## WRITTEN REQUEST
Rewrite the lines below, putting "photo" wherever "screenshot" appears and leaving everything else as it is.
— Start of DATA FOR THIS TASK —
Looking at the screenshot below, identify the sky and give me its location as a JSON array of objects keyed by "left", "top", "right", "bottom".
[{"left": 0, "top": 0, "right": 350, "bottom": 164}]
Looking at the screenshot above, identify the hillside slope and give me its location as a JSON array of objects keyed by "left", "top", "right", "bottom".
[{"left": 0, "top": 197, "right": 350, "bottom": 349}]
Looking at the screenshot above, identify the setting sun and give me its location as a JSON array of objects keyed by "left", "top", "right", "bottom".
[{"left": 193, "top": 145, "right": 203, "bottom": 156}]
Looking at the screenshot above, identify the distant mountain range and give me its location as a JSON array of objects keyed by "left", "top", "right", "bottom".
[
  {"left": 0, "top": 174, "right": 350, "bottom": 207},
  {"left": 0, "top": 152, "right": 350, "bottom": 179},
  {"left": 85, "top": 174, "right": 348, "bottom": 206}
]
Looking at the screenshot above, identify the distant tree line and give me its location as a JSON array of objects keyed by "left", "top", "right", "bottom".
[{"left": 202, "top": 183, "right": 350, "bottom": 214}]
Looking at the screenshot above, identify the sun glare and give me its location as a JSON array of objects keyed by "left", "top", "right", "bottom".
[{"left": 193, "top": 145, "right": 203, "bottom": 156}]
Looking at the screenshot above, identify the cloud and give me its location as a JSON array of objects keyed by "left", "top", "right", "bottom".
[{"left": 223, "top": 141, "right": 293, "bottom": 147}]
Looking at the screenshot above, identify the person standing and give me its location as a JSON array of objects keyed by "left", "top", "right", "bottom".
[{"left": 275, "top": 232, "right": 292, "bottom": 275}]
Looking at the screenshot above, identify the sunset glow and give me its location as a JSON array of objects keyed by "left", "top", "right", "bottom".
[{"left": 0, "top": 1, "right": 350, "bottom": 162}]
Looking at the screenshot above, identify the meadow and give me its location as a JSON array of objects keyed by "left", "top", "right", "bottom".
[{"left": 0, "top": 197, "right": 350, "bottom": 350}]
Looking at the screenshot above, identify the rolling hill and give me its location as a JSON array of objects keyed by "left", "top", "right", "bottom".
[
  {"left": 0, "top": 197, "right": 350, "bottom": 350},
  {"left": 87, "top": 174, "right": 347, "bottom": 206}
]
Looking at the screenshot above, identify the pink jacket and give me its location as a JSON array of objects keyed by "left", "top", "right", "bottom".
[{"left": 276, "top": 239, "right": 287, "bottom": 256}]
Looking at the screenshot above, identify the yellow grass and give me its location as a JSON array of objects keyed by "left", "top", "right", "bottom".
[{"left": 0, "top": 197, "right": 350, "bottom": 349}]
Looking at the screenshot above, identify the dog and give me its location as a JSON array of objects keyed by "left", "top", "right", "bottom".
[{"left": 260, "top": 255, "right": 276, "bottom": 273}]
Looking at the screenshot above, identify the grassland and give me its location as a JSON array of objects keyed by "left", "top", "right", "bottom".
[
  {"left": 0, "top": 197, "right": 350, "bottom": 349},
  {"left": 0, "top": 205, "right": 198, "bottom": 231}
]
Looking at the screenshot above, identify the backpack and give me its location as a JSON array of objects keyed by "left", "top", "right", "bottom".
— End of DATA FOR THIS TASK —
## THE RESPONSE
Looking at the photo below, identify the sky and give me its location as a JSON array of objects keyed by "left", "top", "right", "bottom".
[{"left": 0, "top": 0, "right": 350, "bottom": 164}]
Looking at the photo above, identify the hillside slope and give me its location as a JSON array of objects keyed by "left", "top", "right", "bottom".
[{"left": 0, "top": 197, "right": 350, "bottom": 349}]
Looking at the photo above, identify the setting sun and give me its location as a JSON array of objects keyed by "left", "top", "right", "bottom".
[{"left": 193, "top": 145, "right": 203, "bottom": 156}]
Looking at the photo above, identify the distant mountain range and give me its location as a JSON array of objects keyed by "left", "top", "right", "bottom".
[
  {"left": 0, "top": 174, "right": 350, "bottom": 207},
  {"left": 0, "top": 152, "right": 350, "bottom": 179},
  {"left": 85, "top": 174, "right": 348, "bottom": 206}
]
Looking at the photo above, identify the distant tree line and give me its location as a JSON array of objects keyed by "left", "top", "right", "bottom".
[{"left": 202, "top": 183, "right": 350, "bottom": 214}]
Looking at the photo above, identify the sun glare and give me its location as a JSON array of objects keyed by "left", "top", "right", "bottom".
[{"left": 193, "top": 145, "right": 203, "bottom": 156}]
Looking at the photo above, identify the cloud and give me its location as a JSON array of objects keyed by "left", "top", "right", "bottom".
[{"left": 223, "top": 141, "right": 293, "bottom": 147}]
Looking at the photo above, identify the person standing and give me its location as a JSON array of objects keyed by "left", "top", "right", "bottom".
[{"left": 275, "top": 232, "right": 292, "bottom": 275}]
Looking at the photo above, identify the sunset glow and give me its location as a JSON array of objects keyed by "left", "top", "right", "bottom".
[{"left": 0, "top": 1, "right": 350, "bottom": 162}]
Looking at the photo above, identify the meadow and give me its location as a JSON array of objects keyed by "left", "top", "right", "bottom".
[{"left": 0, "top": 197, "right": 350, "bottom": 350}]
Looking at the photo above, identify the rolling hill and give me its location as a JSON array of objects keyed by "left", "top", "right", "bottom".
[
  {"left": 0, "top": 197, "right": 350, "bottom": 350},
  {"left": 87, "top": 174, "right": 347, "bottom": 206}
]
Looking at the photo above, identify the pink jacket and give me its location as a JSON array of objects keyed by "left", "top", "right", "bottom".
[{"left": 276, "top": 239, "right": 287, "bottom": 256}]
Looking at the photo above, identify the yellow grass and give me its location as a JSON array of objects keyed by "left", "top", "right", "bottom".
[{"left": 0, "top": 197, "right": 350, "bottom": 349}]
Looking at the photo above, identify the dog and give me its location as a JSON array of objects keyed by "left", "top", "right", "bottom".
[{"left": 260, "top": 255, "right": 276, "bottom": 273}]
Looking at the photo above, identify the grassland and give me its location as a JSON array of objects keyed by "left", "top", "right", "bottom".
[
  {"left": 0, "top": 197, "right": 350, "bottom": 349},
  {"left": 0, "top": 205, "right": 198, "bottom": 231}
]
Looking at the photo above, identify the backpack and give me its location as a JSON array of objects keyed by "left", "top", "right", "bottom".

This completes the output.